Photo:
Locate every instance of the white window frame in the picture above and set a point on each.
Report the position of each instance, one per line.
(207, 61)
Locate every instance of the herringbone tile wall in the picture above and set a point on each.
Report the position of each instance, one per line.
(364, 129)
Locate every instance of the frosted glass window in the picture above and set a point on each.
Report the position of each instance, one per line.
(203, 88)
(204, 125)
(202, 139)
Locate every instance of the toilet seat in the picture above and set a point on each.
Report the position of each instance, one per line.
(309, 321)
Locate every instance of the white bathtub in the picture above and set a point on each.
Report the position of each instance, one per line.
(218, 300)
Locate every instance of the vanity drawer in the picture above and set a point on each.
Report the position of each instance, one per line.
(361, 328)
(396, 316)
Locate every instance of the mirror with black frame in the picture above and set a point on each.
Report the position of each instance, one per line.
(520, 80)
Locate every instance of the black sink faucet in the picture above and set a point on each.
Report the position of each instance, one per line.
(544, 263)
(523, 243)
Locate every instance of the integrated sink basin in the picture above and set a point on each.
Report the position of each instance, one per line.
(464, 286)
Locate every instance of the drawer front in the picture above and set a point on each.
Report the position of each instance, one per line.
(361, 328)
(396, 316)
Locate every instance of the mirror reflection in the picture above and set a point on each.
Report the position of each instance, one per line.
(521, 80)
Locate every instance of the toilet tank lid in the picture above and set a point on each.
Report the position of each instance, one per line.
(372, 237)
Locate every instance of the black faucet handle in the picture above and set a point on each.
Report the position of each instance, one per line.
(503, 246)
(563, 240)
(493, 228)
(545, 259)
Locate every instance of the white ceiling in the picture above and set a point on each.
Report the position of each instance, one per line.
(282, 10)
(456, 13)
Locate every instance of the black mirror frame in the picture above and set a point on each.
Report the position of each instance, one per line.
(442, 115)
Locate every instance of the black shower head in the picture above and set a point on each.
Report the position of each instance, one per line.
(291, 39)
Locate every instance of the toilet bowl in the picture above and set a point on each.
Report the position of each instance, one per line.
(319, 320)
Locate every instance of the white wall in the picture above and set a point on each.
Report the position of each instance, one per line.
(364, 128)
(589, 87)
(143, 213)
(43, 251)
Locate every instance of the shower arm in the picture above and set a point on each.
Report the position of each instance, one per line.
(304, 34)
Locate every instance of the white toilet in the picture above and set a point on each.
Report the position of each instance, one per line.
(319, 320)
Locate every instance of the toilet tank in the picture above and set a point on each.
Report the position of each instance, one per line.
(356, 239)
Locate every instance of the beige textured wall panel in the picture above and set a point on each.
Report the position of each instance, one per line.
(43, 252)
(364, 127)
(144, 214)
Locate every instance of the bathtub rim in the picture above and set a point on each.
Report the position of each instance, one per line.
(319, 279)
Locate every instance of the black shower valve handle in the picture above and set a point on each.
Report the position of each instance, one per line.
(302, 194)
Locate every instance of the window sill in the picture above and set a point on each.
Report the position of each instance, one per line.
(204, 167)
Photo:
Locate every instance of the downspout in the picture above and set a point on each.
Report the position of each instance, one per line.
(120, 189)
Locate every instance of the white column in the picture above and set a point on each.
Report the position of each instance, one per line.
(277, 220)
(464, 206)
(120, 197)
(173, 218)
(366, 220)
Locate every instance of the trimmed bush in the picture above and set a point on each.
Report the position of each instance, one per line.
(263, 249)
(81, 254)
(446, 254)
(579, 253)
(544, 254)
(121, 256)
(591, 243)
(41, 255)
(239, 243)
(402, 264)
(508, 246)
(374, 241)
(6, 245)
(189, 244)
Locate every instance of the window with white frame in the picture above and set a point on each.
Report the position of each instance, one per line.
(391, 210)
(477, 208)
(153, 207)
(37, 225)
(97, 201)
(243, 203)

__________________________________________________

*Exercise directions*. Would you print each line of the listing again, unaltered?

*Task answer*.
Photo:
Locate every instance of the white window frame in the picture above and set a point on each.
Report the position of each instance, one per line.
(207, 61)
Locate every instance of the herringbone tile wall in the picture above and set a point on each.
Report the position of each instance, one per line.
(364, 129)
Locate every instance of the frosted glass window in the picture above and set a point on each.
Report the position of each instance, one per line.
(203, 88)
(204, 125)
(202, 139)
Locate every instance of the toilet seat in the picture above and set a point on each.
Report the position of each instance, one per line.
(309, 321)
Locate every instance of the white bathtub in the picture above and set a point on each.
Report the position of each instance, one per line.
(218, 300)
Locate every instance of the vanity drawer in the picture above and set a point on each.
Report the position of each instance, one per line.
(361, 328)
(396, 316)
Locate every instance of the mirror with black frame in the picture above and set a point on each.
Report the position of each instance, one per line.
(520, 80)
Locate every instance of the black sink faucet in the picture above and set a point on each.
Report the position of each instance, one per line.
(544, 263)
(523, 243)
Locate every instance of the integrated sink basin in the picture above and set a point on each.
Report the position of each instance, one per line.
(464, 286)
Locate every instance of the drawer front in the picture above and set a point on each.
Report the position of each instance, one per line.
(361, 328)
(396, 316)
Locate every instance of the mirror reflection in the picture above and set a point on each.
Report the position of each instance, one per line.
(521, 80)
Locate every instance of the toilet tank lid in the picture above and set a point on each.
Report the position of each instance, one per line.
(372, 237)
Locate every instance of the black faucet handle in the picture above and set a point on each.
Report the position of each instance, one per line.
(503, 246)
(563, 240)
(493, 228)
(545, 259)
Locate every instance of the white ceiling in the picture above and set a point on each.
Report the position of each instance, one per line.
(282, 10)
(456, 13)
Locate every instance of the black mirror frame in the picture above and set a point on each.
Report the position of each instance, one per line.
(442, 115)
Locate every instance of the black shower head in the picture above and set a point on each.
Report the position of each instance, one per line.
(291, 39)
Locate every instance of the toilet bowl in the picture above and set a point on each.
Report the position of each instance, one per line.
(319, 320)
Locate every instance of the white wall in the picture above and set a point on each.
Report the position of each instance, one per line.
(364, 128)
(589, 87)
(143, 213)
(43, 251)
Locate every instance of the shower arm in the picture above and set a point on each.
Report the position of each instance, one per line.
(304, 34)
Locate every instance of the white toilet in the picture above and set a point on each.
Report the position of each instance, one per line.
(319, 320)
Locate every instance of the toilet tank in the picture above and set a point on each.
Report the position of each instance, one per line.
(356, 239)
Locate every instance of the beige textured wall panel in the picture above and set a point on each.
Report the position of each instance, one per line.
(43, 252)
(364, 127)
(144, 214)
Locate every instance of the bathtub rim in the picture above and set a point on each.
Report the position of each instance, one per line.
(319, 279)
Locate every instance of the black shower valve handle in the picture above and set a point on each.
Report the position of each instance, one per line.
(302, 194)
Locate every instance of the window sill in the picture above and set a point on each.
Report the position of each instance, one per line.
(204, 167)
Photo:
Locate every instance of the downspout in the picture above and set a point on each.
Report the position of each instance, one per line.
(120, 189)
Locate every instance of the white column in the picture above and set a point on each.
Report the position of each instance, one per line.
(277, 220)
(464, 206)
(120, 197)
(173, 218)
(366, 220)
Locate every instance of the trimmed bush in the picture above and set a point on each.
Report the position of each instance, one per line.
(263, 249)
(81, 254)
(446, 254)
(579, 253)
(544, 254)
(121, 256)
(591, 243)
(41, 255)
(239, 243)
(402, 264)
(508, 246)
(374, 241)
(6, 245)
(189, 244)
Locate every instance of the window with white frame in the picture above and set a point on each.
Report the position of each instance, one per line.
(391, 210)
(477, 208)
(153, 207)
(37, 225)
(97, 201)
(243, 203)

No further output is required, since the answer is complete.